Collected data entries:
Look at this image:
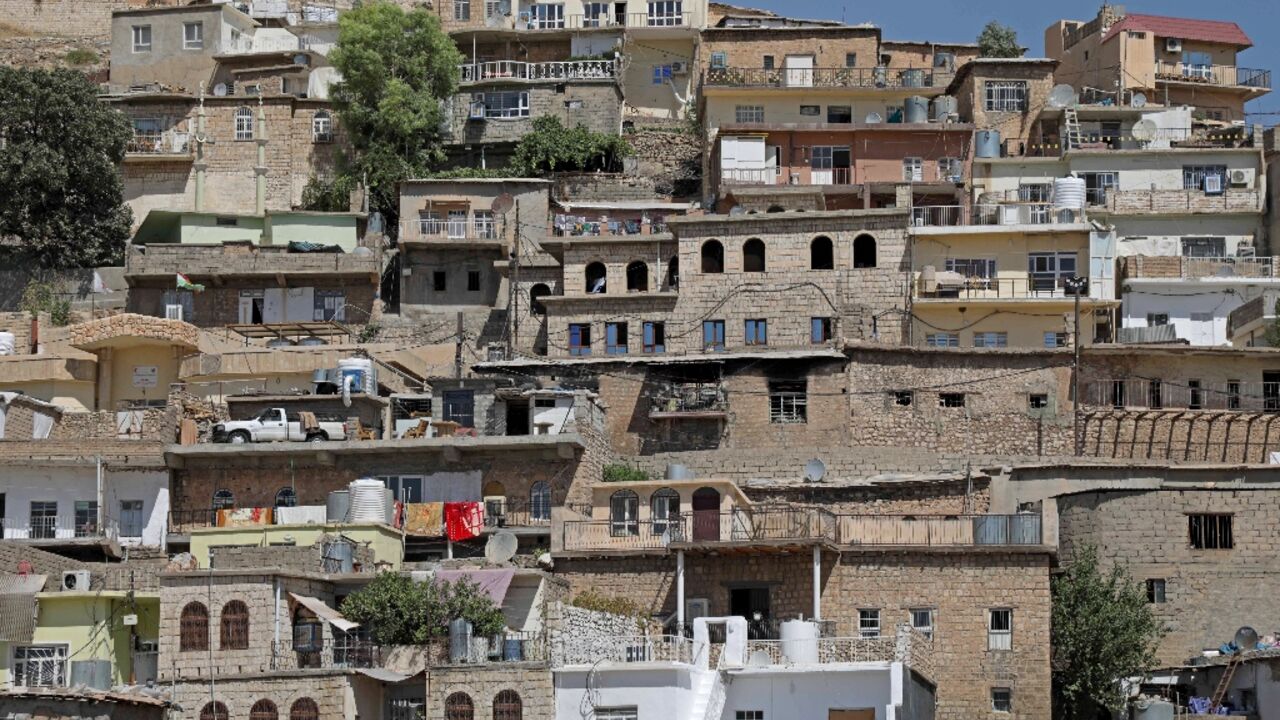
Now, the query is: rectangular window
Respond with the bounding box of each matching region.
[568,323,591,355]
[703,320,724,352]
[644,323,667,352]
[1187,514,1235,550]
[983,79,1027,113]
[1147,578,1165,603]
[182,23,205,50]
[769,380,809,425]
[858,610,879,638]
[987,607,1014,650]
[742,318,769,345]
[604,323,627,355]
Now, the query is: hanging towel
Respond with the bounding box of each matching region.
[444,502,484,542]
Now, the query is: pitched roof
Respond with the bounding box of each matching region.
[1102,14,1253,49]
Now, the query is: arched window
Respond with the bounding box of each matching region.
[214,489,236,510]
[529,283,552,315]
[220,600,248,650]
[609,489,640,537]
[586,263,609,292]
[200,701,229,720]
[248,700,280,720]
[627,260,649,292]
[529,480,552,523]
[289,697,320,720]
[236,106,253,140]
[493,691,525,720]
[809,234,836,270]
[275,487,298,507]
[742,237,764,273]
[178,602,209,652]
[703,240,724,273]
[854,234,876,268]
[311,110,333,142]
[444,693,476,720]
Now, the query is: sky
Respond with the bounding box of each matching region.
[742,0,1280,127]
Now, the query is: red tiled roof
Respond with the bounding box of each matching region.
[1102,14,1253,47]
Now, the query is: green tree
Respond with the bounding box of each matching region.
[0,67,133,268]
[340,573,506,644]
[329,0,462,228]
[1050,546,1164,720]
[978,20,1023,58]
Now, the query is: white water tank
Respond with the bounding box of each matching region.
[1053,177,1084,210]
[781,620,818,665]
[347,478,387,523]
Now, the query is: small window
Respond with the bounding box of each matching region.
[1147,578,1165,603]
[1187,514,1234,550]
[858,610,879,638]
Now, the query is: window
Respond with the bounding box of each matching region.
[236,108,253,140]
[858,610,879,638]
[983,79,1027,113]
[1187,514,1234,550]
[133,26,151,53]
[991,688,1014,712]
[13,644,67,688]
[973,332,1009,347]
[311,110,333,142]
[769,380,809,425]
[219,600,248,650]
[182,23,205,50]
[643,323,667,352]
[987,607,1014,650]
[809,318,832,345]
[178,602,209,652]
[703,320,724,352]
[604,323,627,355]
[568,323,591,355]
[911,607,933,638]
[1147,578,1165,603]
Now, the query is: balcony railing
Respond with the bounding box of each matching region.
[458,60,622,85]
[1156,60,1271,90]
[705,68,951,90]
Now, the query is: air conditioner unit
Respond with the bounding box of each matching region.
[63,570,88,592]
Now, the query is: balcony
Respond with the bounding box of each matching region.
[458,60,622,85]
[704,68,952,90]
[1156,60,1271,90]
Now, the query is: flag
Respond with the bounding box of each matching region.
[178,273,205,292]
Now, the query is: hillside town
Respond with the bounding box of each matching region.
[0,0,1280,720]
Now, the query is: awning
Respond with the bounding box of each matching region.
[289,592,360,633]
[435,569,516,607]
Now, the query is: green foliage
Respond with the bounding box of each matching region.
[978,20,1023,58]
[1051,546,1164,720]
[340,573,507,644]
[511,115,631,178]
[604,462,652,483]
[329,0,463,228]
[0,67,133,268]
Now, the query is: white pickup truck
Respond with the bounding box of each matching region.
[214,407,347,445]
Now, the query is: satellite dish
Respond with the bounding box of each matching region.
[1047,85,1080,108]
[804,457,827,483]
[489,192,516,215]
[484,530,520,565]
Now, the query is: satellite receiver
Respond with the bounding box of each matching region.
[804,457,827,483]
[484,530,520,565]
[1047,85,1080,109]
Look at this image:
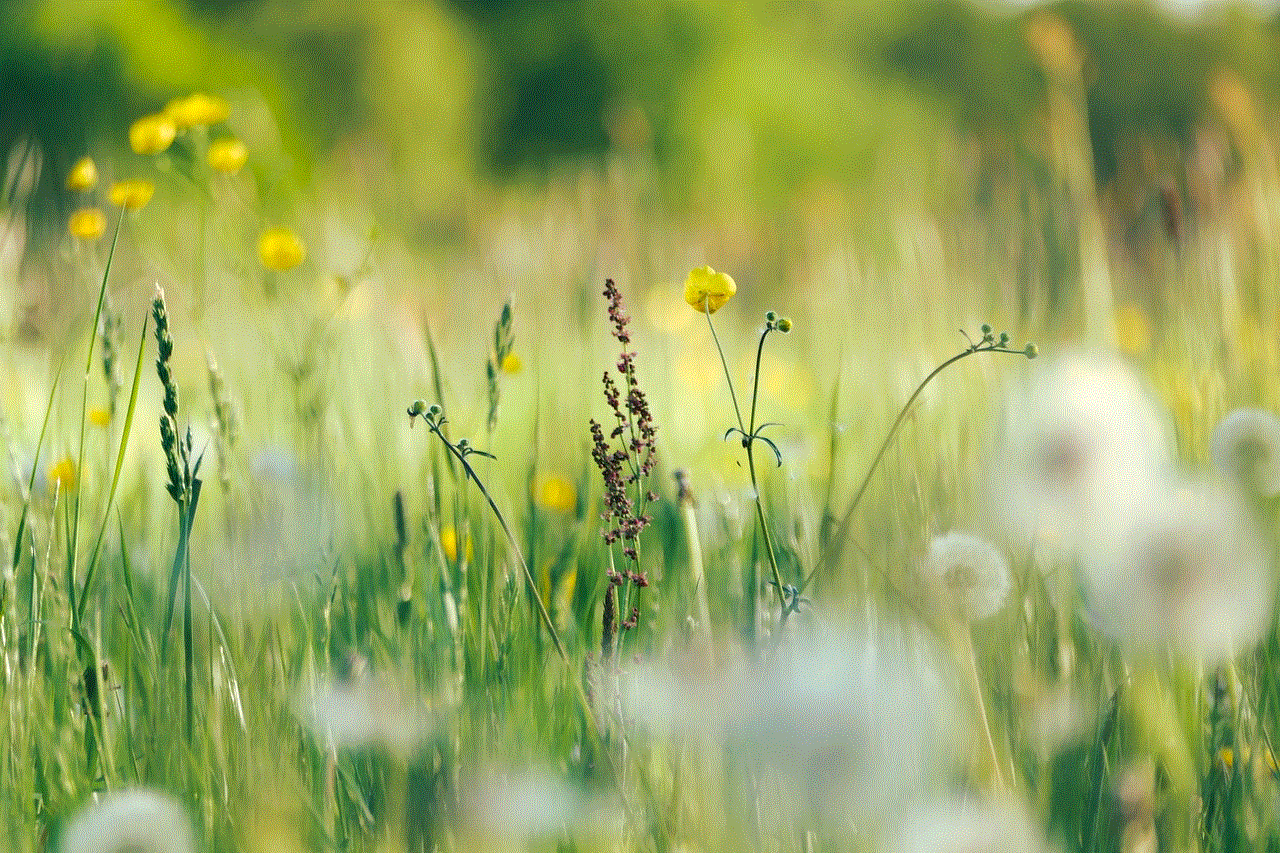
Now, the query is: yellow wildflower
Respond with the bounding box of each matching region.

WHAT IS REQUIRED
Pull out every line in the records above that contains the word "window", copying each line in full.

WRITTEN SOLUTION
Now, the query is: rectangular window
Now, the query is: arched window
Now, the query is: small window
Now, the query is: window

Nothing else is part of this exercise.